■ PROBLEM REQUIREMENTS ■
Reproduce every line of the data below without altering a single character.
⟨
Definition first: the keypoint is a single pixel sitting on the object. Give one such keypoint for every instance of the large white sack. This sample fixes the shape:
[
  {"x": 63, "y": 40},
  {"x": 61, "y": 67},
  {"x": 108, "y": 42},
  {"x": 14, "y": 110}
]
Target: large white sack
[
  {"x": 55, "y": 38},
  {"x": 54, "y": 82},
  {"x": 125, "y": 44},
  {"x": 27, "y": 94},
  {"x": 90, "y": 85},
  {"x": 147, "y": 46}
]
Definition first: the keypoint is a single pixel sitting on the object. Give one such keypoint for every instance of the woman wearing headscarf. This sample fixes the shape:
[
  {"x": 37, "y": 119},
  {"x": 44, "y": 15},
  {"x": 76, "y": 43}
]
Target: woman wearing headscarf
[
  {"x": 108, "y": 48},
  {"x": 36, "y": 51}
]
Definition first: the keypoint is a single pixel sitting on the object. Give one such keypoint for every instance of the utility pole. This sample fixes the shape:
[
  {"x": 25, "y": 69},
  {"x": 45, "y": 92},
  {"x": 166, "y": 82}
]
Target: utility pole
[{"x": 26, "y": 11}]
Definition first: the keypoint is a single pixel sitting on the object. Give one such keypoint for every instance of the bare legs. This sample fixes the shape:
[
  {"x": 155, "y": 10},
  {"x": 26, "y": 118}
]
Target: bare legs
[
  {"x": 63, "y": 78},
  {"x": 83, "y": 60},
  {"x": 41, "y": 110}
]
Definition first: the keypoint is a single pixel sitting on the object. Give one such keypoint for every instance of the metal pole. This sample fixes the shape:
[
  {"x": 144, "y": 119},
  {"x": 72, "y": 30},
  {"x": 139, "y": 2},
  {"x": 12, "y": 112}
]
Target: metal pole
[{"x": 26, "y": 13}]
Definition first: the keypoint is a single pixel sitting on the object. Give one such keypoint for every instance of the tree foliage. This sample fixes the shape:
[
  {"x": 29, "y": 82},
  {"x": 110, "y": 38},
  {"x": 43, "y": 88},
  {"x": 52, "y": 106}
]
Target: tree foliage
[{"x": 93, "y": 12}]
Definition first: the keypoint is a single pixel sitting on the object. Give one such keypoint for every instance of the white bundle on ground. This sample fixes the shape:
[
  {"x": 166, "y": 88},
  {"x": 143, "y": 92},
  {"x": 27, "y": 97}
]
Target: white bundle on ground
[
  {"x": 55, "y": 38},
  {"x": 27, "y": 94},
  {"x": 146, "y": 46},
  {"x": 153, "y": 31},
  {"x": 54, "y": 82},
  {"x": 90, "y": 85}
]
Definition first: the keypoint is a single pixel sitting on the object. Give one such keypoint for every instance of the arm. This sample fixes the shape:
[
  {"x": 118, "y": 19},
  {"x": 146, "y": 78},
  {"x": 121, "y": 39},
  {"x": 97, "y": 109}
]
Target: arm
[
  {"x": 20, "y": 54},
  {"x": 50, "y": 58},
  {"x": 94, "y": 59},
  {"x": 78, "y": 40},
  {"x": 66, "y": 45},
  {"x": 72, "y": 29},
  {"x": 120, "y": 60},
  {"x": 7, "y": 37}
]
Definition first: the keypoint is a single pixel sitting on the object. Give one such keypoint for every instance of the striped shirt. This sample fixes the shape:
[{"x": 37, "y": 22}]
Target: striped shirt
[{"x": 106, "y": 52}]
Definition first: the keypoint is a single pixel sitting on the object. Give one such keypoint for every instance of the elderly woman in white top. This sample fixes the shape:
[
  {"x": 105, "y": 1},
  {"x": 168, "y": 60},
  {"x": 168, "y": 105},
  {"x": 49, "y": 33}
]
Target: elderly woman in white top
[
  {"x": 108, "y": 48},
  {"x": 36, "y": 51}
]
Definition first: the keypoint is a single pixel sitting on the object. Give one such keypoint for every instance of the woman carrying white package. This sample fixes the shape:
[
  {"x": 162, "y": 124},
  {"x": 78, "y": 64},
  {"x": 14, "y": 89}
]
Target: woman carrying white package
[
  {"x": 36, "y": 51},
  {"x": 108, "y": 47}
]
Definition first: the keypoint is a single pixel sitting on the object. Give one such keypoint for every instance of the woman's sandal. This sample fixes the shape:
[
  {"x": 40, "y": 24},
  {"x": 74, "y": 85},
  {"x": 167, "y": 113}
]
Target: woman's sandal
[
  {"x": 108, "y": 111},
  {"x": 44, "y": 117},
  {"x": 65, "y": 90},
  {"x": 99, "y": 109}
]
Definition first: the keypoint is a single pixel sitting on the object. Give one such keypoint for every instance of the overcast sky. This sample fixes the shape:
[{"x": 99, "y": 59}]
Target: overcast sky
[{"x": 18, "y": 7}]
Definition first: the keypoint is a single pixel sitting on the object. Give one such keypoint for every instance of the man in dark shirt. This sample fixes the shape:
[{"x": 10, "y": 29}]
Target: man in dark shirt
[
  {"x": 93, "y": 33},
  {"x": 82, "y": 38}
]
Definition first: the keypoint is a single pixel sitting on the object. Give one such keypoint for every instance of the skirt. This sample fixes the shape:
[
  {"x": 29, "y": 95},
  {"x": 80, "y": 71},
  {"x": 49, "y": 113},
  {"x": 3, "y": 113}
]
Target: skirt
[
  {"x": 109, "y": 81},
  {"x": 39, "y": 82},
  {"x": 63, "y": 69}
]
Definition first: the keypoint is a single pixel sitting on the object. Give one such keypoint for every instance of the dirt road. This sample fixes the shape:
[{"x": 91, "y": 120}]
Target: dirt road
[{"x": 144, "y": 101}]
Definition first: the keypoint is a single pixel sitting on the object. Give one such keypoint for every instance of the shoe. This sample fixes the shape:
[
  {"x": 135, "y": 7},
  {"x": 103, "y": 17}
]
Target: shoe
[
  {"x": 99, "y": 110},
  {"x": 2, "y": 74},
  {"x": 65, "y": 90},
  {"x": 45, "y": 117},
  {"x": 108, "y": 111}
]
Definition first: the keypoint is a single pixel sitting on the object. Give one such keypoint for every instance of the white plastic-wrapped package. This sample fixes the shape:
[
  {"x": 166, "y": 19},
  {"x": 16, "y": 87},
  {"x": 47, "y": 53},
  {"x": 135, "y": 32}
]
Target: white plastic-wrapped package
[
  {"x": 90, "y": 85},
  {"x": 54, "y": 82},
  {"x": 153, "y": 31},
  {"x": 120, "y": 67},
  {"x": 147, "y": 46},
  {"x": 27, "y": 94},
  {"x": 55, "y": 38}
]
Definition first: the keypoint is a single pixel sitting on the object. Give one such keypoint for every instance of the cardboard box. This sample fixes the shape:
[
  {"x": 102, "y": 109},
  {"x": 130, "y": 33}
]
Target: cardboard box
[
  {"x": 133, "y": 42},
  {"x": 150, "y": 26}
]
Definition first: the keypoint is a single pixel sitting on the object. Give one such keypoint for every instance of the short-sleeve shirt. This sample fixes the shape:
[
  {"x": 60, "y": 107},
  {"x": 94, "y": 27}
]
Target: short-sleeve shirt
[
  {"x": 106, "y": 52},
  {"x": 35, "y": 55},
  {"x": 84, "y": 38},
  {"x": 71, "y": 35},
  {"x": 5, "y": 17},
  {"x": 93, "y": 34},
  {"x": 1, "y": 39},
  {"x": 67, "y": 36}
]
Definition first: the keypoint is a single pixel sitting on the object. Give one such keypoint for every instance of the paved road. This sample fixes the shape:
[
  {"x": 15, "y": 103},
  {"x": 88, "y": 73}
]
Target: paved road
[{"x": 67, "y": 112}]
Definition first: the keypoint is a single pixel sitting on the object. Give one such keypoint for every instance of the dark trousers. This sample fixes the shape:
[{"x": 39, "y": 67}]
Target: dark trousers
⟩
■ SOLUTION TO THIS TASK ■
Definition first: the keypoint is a single pixel sitting on the object. Give one such keypoint for every instance of the large white sack. This sample fixes the shape:
[
  {"x": 63, "y": 40},
  {"x": 61, "y": 67},
  {"x": 108, "y": 42},
  {"x": 14, "y": 110}
]
Target: large white sack
[
  {"x": 55, "y": 38},
  {"x": 54, "y": 82},
  {"x": 125, "y": 44},
  {"x": 27, "y": 94},
  {"x": 90, "y": 85},
  {"x": 147, "y": 46}
]
Definition first: the keypoint is a single pixel sitting on the object. Give one such keypoint for every instance of the woman wearing headscarf. This sample fixes the shape:
[
  {"x": 37, "y": 119},
  {"x": 44, "y": 15},
  {"x": 76, "y": 43}
]
Target: woman wearing headscarf
[
  {"x": 108, "y": 48},
  {"x": 36, "y": 51}
]
Definition first: the keypoint is a single pixel sitting on the object. Give one such keypoint for every instance of the utility pole. This sample fixes the shape:
[
  {"x": 25, "y": 69},
  {"x": 45, "y": 92},
  {"x": 166, "y": 82}
]
Target: utility pole
[{"x": 26, "y": 11}]
Definition first: the keypoint is a single pixel sitting on the object. Give one such keypoint for every instance of the bare legs. This sample fixes the shape:
[
  {"x": 155, "y": 10},
  {"x": 26, "y": 118}
]
Target: bare legs
[
  {"x": 63, "y": 78},
  {"x": 83, "y": 60},
  {"x": 41, "y": 110}
]
Definition first: the keypoint is a single pixel sitting on the object. Give one such keypoint for every instance of the metal pole. This sample fixes the shape:
[
  {"x": 144, "y": 119},
  {"x": 72, "y": 30},
  {"x": 139, "y": 2},
  {"x": 12, "y": 112}
]
Target: metal pole
[{"x": 26, "y": 13}]
Definition first: the keypoint is a single pixel sitting on the object. Give one such keypoint for every instance of the tree foliage. This sample fixes the shape:
[
  {"x": 29, "y": 82},
  {"x": 110, "y": 38},
  {"x": 43, "y": 88},
  {"x": 52, "y": 106}
]
Target: tree foliage
[{"x": 93, "y": 12}]
Definition first: the keypoint is a single pixel sitting on the object. Give one such keypoint for every instance of the white bundle on ground. This sample fixes the shape:
[
  {"x": 166, "y": 88},
  {"x": 143, "y": 92},
  {"x": 27, "y": 97}
]
Target: white bundle on ground
[
  {"x": 55, "y": 38},
  {"x": 27, "y": 94},
  {"x": 146, "y": 46},
  {"x": 153, "y": 31},
  {"x": 54, "y": 82},
  {"x": 90, "y": 85}
]
Definition first: the keypoint is a single pixel sitting on the object. Give one such keypoint for every instance of the arm. This sample fixes the shape:
[
  {"x": 118, "y": 19},
  {"x": 146, "y": 78},
  {"x": 121, "y": 39},
  {"x": 97, "y": 109}
]
Target: arm
[
  {"x": 20, "y": 54},
  {"x": 50, "y": 58},
  {"x": 94, "y": 59},
  {"x": 78, "y": 40},
  {"x": 66, "y": 45},
  {"x": 72, "y": 29},
  {"x": 120, "y": 60},
  {"x": 7, "y": 37}
]
Definition first: the keypoint is a single pixel sitting on the object. Give one such keypoint for every instance of the striped shirt. This sample fixes the shape:
[{"x": 37, "y": 22}]
Target: striped shirt
[{"x": 106, "y": 52}]
Definition first: the keypoint is a single pixel sitting on the object. Give one such keypoint for every instance of the elderly woman in white top. This sample fixes the shape:
[
  {"x": 105, "y": 1},
  {"x": 168, "y": 60},
  {"x": 168, "y": 105},
  {"x": 49, "y": 33}
]
Target: elderly woman in white top
[
  {"x": 108, "y": 48},
  {"x": 36, "y": 51}
]
Definition first: the keypoint is a single pixel sitting on the object. Give one such keypoint for every instance of the woman carrying white package. This sample fixes the shape:
[
  {"x": 162, "y": 124},
  {"x": 78, "y": 64},
  {"x": 14, "y": 89}
]
Target: woman carrying white package
[
  {"x": 36, "y": 51},
  {"x": 108, "y": 47}
]
Definition first: the keypoint is a single pixel sitting on the object. Give one such keypoint for every instance of the woman's sandal. This sample fixes the shape:
[
  {"x": 40, "y": 24},
  {"x": 74, "y": 85},
  {"x": 167, "y": 113}
]
Target: woman's sandal
[
  {"x": 108, "y": 111},
  {"x": 44, "y": 117},
  {"x": 65, "y": 90},
  {"x": 99, "y": 109}
]
Definition first: the keypoint is a single pixel sitting on the object. Give one such keypoint for every instance of the overcast sky. This sample fixes the shape:
[{"x": 99, "y": 59}]
Target: overcast sky
[{"x": 18, "y": 7}]
Definition first: the keypoint is a single pixel sitting on the object. Give one such keypoint for every instance of the man in dark shirt. This sample fixes the shape:
[{"x": 10, "y": 29}]
Target: man in dark shirt
[
  {"x": 93, "y": 33},
  {"x": 82, "y": 38}
]
Definition first: the keypoint is a single pixel sitting on the object. Give one such keypoint for every instance of the skirt. This sample fixes the shape:
[
  {"x": 29, "y": 95},
  {"x": 80, "y": 71},
  {"x": 49, "y": 113},
  {"x": 3, "y": 113}
]
Target: skirt
[
  {"x": 109, "y": 81},
  {"x": 39, "y": 82},
  {"x": 63, "y": 69}
]
Definition first: the keypoint is a single pixel sitting on the object. Give one such keypoint for every instance of the dirt road. This sample fixes the shape:
[{"x": 91, "y": 120}]
Target: dirt road
[{"x": 144, "y": 101}]
Definition first: the keypoint is a single pixel sitting on the object. Give one such keypoint for every instance of the shoe. This sample fixes the shape:
[
  {"x": 135, "y": 7},
  {"x": 103, "y": 17}
]
Target: shoe
[
  {"x": 99, "y": 110},
  {"x": 2, "y": 74},
  {"x": 65, "y": 90},
  {"x": 45, "y": 117},
  {"x": 108, "y": 111}
]
Definition first: the keypoint is a single pixel sitting on the object. Give one such keypoint for every instance of the white plastic-wrapped package. This sample fixes the shape:
[
  {"x": 166, "y": 19},
  {"x": 16, "y": 87},
  {"x": 47, "y": 53},
  {"x": 135, "y": 32}
]
Target: white plastic-wrapped package
[
  {"x": 90, "y": 85},
  {"x": 54, "y": 82},
  {"x": 153, "y": 31},
  {"x": 120, "y": 67},
  {"x": 147, "y": 46},
  {"x": 27, "y": 94},
  {"x": 55, "y": 38}
]
Definition first: the keypoint is a single pixel sitting on the object. Give one such keypoint for every instance of the cardboard box. This sample fixes the shape:
[
  {"x": 102, "y": 109},
  {"x": 130, "y": 33}
]
Target: cardboard box
[
  {"x": 133, "y": 42},
  {"x": 150, "y": 26}
]
Definition first: the keypoint is a single pixel sitting on the object. Give one such keypoint for every instance of the short-sleeve shirt. This sample fixes the shape:
[
  {"x": 60, "y": 107},
  {"x": 94, "y": 27}
]
Target: short-sleeve shirt
[
  {"x": 106, "y": 52},
  {"x": 35, "y": 55},
  {"x": 84, "y": 38},
  {"x": 71, "y": 35},
  {"x": 5, "y": 17},
  {"x": 93, "y": 34},
  {"x": 1, "y": 39},
  {"x": 67, "y": 36}
]
Definition first: the keypoint is a single pixel sitting on the object. Give one such keypoint for every instance of the paved road. This sample fixes the shape:
[
  {"x": 15, "y": 103},
  {"x": 88, "y": 73}
]
Target: paved road
[{"x": 67, "y": 112}]
Definition first: the keypoint is a single pixel sitting on the object. Give one such keypoint for every instance of the dark trousers. This sample fixes the shape:
[{"x": 39, "y": 67}]
Target: dark trousers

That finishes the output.